____ PAGE EXTRACT
Reports of the susceptibility of M. furfur to antifungal antibiotics have appeared but are not plentiful. However, because susceptibility results are not standardized, no definitive conclusions can be drawn. Further complicating measurements of clinical response, non-antibiotic approaches including removing the central venous access device or halting intravenous fat administration have frequently resulted in resolution of the infection.

Clinicians therefore should exercise caution interpreting in vitro susceptibility data and rather make judgment based on clinical observation. Standardization of antifungal susceptibility testing by the National Committee for Clinical Laboratory Standards (NCCLS) may result in more frequent testing of this organism to an expanding armamentarium of antifungal agents, ideally with further correlation to clinical outcome. To date, however, the RPMI-1640 medium specified by the NCCLS lacks the requisite lipids to support growth of M. furfur yeast cells (49).
________
____ DATASET EXCERPTS
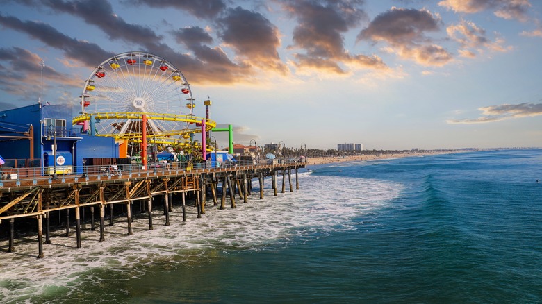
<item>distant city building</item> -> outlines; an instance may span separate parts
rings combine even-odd
[[[274,151],[274,150],[280,150],[281,149],[281,145],[280,144],[265,144],[263,145],[263,149],[265,151]]]
[[[338,144],[337,151],[354,151],[354,144]]]
[[[258,151],[256,146],[244,146],[243,144],[233,144],[233,154],[238,155],[255,155]]]

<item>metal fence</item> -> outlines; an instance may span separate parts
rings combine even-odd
________
▶ [APPLY WHAT YOU READ]:
a) In the passage on M. furfur susceptibility testing, what does the NCCLS-specified RPMI-1640 medium lack that M. furfur yeast cells need to grow?
b) List every specifically named organism, organization, and culture medium that the passage on M. furfur susceptibility testing mentions.

▶ [ANSWER LIST]:
a) It lacks the requisite lipids.

b)
- M. furfur
- National Committee for Clinical Laboratory Standards (NCCLS)
- RPMI-1640 medium